(DESCRIPTION OF THE TASK)
Nothing in the records may change when you print them out again.

(ENTRIES SHOWN)
◇ ◇ ◇ ◇ ◇

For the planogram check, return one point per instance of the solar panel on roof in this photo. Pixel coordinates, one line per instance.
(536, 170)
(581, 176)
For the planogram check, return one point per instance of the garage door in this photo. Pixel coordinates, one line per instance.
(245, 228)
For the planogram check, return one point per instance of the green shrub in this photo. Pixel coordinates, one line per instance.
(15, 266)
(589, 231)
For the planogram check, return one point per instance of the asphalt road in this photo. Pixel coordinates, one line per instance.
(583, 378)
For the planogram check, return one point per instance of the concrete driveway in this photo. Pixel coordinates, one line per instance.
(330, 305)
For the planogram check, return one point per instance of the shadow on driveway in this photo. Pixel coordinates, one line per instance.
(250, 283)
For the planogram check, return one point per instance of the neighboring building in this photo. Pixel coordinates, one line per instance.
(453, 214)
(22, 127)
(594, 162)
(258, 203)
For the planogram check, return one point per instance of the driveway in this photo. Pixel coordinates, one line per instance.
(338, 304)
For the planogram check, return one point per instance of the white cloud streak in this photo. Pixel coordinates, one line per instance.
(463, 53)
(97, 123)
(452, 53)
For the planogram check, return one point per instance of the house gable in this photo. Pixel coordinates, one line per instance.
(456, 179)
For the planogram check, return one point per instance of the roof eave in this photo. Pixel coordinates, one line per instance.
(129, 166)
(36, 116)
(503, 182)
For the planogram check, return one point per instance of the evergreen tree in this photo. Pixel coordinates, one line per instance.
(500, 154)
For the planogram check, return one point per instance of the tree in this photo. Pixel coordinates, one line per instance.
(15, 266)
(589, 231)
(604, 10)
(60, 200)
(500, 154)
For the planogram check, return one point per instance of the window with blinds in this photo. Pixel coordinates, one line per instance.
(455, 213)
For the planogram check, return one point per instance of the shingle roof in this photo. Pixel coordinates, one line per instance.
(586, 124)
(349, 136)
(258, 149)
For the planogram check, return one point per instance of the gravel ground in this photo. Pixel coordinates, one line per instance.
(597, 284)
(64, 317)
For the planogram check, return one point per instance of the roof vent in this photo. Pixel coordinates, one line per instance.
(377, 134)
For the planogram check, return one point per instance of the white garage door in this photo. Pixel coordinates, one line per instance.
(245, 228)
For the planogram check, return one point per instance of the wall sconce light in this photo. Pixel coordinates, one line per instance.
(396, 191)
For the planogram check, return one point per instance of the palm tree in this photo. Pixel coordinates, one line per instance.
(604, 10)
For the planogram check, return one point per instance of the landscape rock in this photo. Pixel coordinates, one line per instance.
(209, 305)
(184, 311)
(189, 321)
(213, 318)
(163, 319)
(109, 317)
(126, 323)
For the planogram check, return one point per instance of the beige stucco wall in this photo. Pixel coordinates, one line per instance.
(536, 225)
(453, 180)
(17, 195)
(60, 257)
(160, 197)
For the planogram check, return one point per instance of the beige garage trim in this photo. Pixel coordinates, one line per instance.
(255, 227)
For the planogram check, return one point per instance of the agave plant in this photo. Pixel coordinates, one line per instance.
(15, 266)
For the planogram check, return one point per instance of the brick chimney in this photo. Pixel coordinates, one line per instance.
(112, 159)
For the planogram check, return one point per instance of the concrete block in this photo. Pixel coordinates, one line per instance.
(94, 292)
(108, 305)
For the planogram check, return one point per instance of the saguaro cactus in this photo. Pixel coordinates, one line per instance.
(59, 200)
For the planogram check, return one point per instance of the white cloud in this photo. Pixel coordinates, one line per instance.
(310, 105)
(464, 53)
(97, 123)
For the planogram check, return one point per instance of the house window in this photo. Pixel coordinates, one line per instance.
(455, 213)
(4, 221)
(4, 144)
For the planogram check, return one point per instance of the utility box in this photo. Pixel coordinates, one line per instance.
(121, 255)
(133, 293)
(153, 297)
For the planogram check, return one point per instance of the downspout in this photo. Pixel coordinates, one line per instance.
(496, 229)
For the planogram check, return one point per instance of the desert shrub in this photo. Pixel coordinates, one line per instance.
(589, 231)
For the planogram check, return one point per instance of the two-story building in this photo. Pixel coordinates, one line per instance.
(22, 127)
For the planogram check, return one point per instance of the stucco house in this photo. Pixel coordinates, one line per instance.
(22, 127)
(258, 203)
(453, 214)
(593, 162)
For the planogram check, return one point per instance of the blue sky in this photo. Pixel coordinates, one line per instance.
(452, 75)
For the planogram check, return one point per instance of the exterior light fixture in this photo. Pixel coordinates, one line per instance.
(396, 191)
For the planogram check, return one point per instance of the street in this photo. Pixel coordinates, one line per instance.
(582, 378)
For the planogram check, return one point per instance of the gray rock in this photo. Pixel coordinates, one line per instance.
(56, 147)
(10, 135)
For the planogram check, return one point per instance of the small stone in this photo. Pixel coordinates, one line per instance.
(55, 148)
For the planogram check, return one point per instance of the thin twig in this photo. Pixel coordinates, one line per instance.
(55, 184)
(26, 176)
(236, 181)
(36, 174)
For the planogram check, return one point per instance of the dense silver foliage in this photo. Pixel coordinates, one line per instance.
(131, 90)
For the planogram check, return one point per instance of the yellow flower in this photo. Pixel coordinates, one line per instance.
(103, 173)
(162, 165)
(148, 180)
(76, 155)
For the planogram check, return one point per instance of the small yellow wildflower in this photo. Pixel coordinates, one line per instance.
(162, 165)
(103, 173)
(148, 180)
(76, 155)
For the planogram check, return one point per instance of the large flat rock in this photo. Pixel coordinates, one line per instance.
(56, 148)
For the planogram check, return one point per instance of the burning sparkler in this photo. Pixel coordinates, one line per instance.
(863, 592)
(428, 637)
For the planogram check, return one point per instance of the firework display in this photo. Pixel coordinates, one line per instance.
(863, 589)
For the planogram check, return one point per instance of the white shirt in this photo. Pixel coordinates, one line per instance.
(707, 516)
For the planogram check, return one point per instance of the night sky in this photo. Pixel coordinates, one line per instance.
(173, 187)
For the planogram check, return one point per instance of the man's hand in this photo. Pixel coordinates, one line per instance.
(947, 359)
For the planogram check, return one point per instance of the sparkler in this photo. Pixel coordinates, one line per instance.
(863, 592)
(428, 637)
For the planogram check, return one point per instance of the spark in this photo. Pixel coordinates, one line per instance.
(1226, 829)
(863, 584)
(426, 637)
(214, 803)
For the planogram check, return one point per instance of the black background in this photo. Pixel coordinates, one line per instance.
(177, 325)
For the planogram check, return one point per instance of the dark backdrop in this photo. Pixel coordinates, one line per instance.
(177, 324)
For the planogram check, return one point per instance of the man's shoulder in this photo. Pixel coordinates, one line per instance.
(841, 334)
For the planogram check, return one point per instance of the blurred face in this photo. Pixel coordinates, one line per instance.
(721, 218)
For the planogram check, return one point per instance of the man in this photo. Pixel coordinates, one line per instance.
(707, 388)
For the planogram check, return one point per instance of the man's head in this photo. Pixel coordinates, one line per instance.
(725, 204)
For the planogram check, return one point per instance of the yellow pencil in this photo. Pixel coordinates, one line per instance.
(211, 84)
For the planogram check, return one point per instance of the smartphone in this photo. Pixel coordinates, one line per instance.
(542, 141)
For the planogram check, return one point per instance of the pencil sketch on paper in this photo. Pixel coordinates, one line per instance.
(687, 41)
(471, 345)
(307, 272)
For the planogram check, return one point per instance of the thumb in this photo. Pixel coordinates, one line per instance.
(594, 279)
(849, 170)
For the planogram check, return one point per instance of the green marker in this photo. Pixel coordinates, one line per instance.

◇ ◇ ◇ ◇ ◇

(FINAL ANSWER)
For the planogram check, return one point per instance of the solar panel on roof in this photo. Pixel coordinates, one line per instance.
(536, 170)
(581, 176)
For the planogram check, return one point per instance of the garage door in this photo. Pixel coordinates, one line per instance.
(245, 228)
For the planogram check, return one point per instance of the green shrub in this photo. Pixel coordinates, one line per instance.
(15, 266)
(589, 231)
For the planogram check, return one point per instance of the asphalt road in this photo. Pixel coordinates, one line per instance.
(583, 378)
For the planogram check, return one point per instance of the concrete driveway in this photo. Pixel coordinates, one line per instance.
(330, 305)
For the planogram check, return one point per instance of the shadow on driveway in this photo. Pixel coordinates, one line per instance.
(250, 283)
For the planogram check, return one point per instance of the neighboring building in this photo. Pixel coordinates, one line per instance.
(453, 214)
(22, 127)
(594, 162)
(258, 203)
For the planogram check, return one point per instance of the driveway in this photo. Pixel coordinates, one line per instance.
(338, 304)
For the planogram check, return one point per instance of the white cloud streak in this photo. Pixel coordinates, one line per instance.
(463, 53)
(97, 123)
(452, 53)
For the planogram check, return one point per instance of the house gable in this photo. Pixel coordinates, one line per instance.
(456, 179)
For the planogram check, return one point per instance of the roof eave in this photo. Pixel coordinates, one line per instance.
(129, 166)
(36, 116)
(503, 182)
For the planogram check, return one point per instance of the evergreen tree in this photo. Pixel coordinates, one line per instance.
(500, 154)
For the planogram check, return one point per instance of the tree in this photo. Pixel coordinates, one line per instance.
(15, 266)
(589, 231)
(604, 10)
(60, 200)
(500, 154)
For the planogram check, return one point per instance of the window with blinds in this photo. Pixel coordinates, one line per instance.
(455, 213)
For the planogram check, return one point per instance of the shingle roof in this photo. Pixel coordinates, one line per instance.
(586, 124)
(349, 136)
(258, 149)
For the planogram check, return one point per instance of the gravel ground in this photo. Pixel coordinates, one line per instance.
(597, 284)
(64, 317)
For the planogram check, return one point per instance of the roof vent in this photo. Pixel coordinates, one line per instance.
(377, 134)
For the planogram check, return one point per instance of the white garage door in this photo. Pixel coordinates, one line per instance.
(245, 228)
For the planogram check, return one point per instance of the wall sconce light in this photo. Pixel coordinates, one line per instance.
(396, 191)
For the planogram check, return one point per instance of the palm tree in this photo. Pixel coordinates, one line per instance.
(604, 10)
For the planogram check, return one point per instance of the landscape rock in this photo. Pixel coordinates, one line per instance.
(209, 305)
(184, 311)
(189, 321)
(213, 318)
(163, 319)
(109, 317)
(126, 323)
For the planogram check, return one point per instance of the beige stucco wall in this photo. Pixel coordinates, one line per instance.
(536, 225)
(453, 180)
(17, 195)
(60, 257)
(160, 197)
For the planogram check, return one point per instance of the beige garage trim in this photo. Pixel coordinates, one line per instance.
(255, 227)
For the planogram check, return one point per instance of the agave plant in this photo. Pixel coordinates, one line per instance.
(15, 266)
For the planogram check, return one point per instance of the brick chimney in this photo. Pixel coordinates, one line per instance.
(112, 159)
For the planogram check, return one point per instance of the concrete block in this photo. Pixel coordinates, one line per instance.
(94, 292)
(108, 305)
For the planogram check, return one point per instance of the saguaro cactus in this photo. Pixel coordinates, one line per instance.
(59, 200)
For the planogram check, return one point per instance of the white cloud in this photo. Pixel coordinates, one line per instance.
(310, 105)
(464, 53)
(97, 123)
For the planogram check, return one point per instance of the house window in this photo. Pixel coordinates, one line per instance.
(455, 213)
(4, 221)
(4, 144)
For the planogram check, return one point per instance of the utility box in this photo. Pixel coordinates, one line per instance.
(121, 255)
(133, 293)
(153, 297)
For the planogram check, return one point per instance of the downspout in this photo. Pixel coordinates, one line per instance.
(496, 229)
For the planogram check, return one point per instance of the desert shrub in this photo. Pixel coordinates, one line per instance.
(589, 231)
For the planogram check, return one point per instance of the two-story building in this photo. Pixel coordinates, one line per instance.
(22, 127)
For the planogram check, return one point per instance of the stucco house in this photo. Pixel coordinates, one line per instance.
(22, 127)
(258, 203)
(453, 214)
(593, 162)
For the planogram check, return one point per instance of the blue sky in this photo. Pixel coordinates, one line per instance.
(452, 75)
For the planogram check, return one point per instance of the exterior light fixture in this photo. Pixel coordinates, one line per instance.
(396, 191)
For the planogram check, return one point per instance of the street in this photo. Pixel coordinates, one line per instance.
(582, 378)
For the planogram check, return one point per instance of the gray rock in this photo. Pixel coordinates, one line per instance.
(56, 147)
(10, 135)
For the planogram check, return one point per instance of the small stone in this photo. Pixel coordinates, one line per instance.
(55, 148)
For the planogram check, return one point per instance of the thin twig in this photo. Pixel coordinates, one line per instance.
(55, 184)
(26, 176)
(236, 181)
(36, 174)
For the planogram check, return one point per instance of the dense silver foliage in this photo. Pixel coordinates, one line per instance.
(131, 90)
For the planogram check, return one point per instance of the yellow flower in this photo. Pixel coordinates, one line per instance.
(103, 173)
(162, 165)
(148, 180)
(76, 155)
For the planogram check, return one point per instance of the small yellow wildflower in this photo. Pixel coordinates, one line per instance.
(162, 165)
(103, 173)
(148, 180)
(76, 155)
For the planogram check, return one point per instance of the large flat rock in this photo. Pixel coordinates, one line per instance.
(56, 148)
For the planogram check, return one point per instance of the burning sparkler in this photo. Pixel coordinates, one line per instance.
(863, 592)
(428, 637)
For the planogram check, return one point per instance of the firework display in this photo. Pixel coordinates, one line per instance.
(863, 589)
For the planogram check, return one point per instance of the white shirt in this photo. Pixel coordinates, one line per instance.
(707, 516)
For the planogram check, return one point per instance of the night sky in this photo. Pixel coordinates, one line per instance.
(173, 187)
For the planogram check, return one point per instance of the man's hand in this photo. Pixel coordinates, one line per instance.
(947, 359)
For the planogram check, return one point per instance of the sparkler in this photo. Pixel coordinates, one line per instance.
(863, 592)
(428, 637)
For the planogram check, return one point per instance of the spark in this photo. Pixel coordinates, one line per instance.
(1226, 829)
(863, 584)
(426, 637)
(214, 803)
For the planogram check, return one point per instance of the black background in this photo. Pixel coordinates, one line per instance.
(177, 325)
For the planogram check, return one point per instance of the dark backdrop in this photo. Pixel coordinates, one line per instance.
(177, 324)
For the planogram check, return one point per instance of the man's shoulder in this photo. Pixel coordinates, one line per instance.
(841, 334)
For the planogram check, return one point per instance of the blurred face in this photo. Pixel coordinates, one line per instance.
(721, 218)
For the planogram check, return one point per instance of the man in this photo. Pixel coordinates, one line per instance.
(707, 388)
For the planogram check, return one point per instance of the man's head in this photo. Pixel coordinates, one line per instance.
(725, 204)
For the planogram check, return one point per instance of the yellow pencil in this photo. Pixel coordinates, one line per instance.
(211, 84)
For the planogram check, return one point per instance of the smartphone in this photo. Pixel coordinates, one line per instance.
(542, 141)
For the planogram check, return one point per instance of the pencil sketch on paper in this photo. Pixel coordinates, one line per instance.
(687, 41)
(471, 345)
(307, 272)
For the planogram check, return one point per instance of the thumb in this photo. Pixel coordinates, one line per instance.
(594, 279)
(849, 170)
For the planogram check, return one point per instance of the green marker in this photo. Pixel coordinates, one line per instance.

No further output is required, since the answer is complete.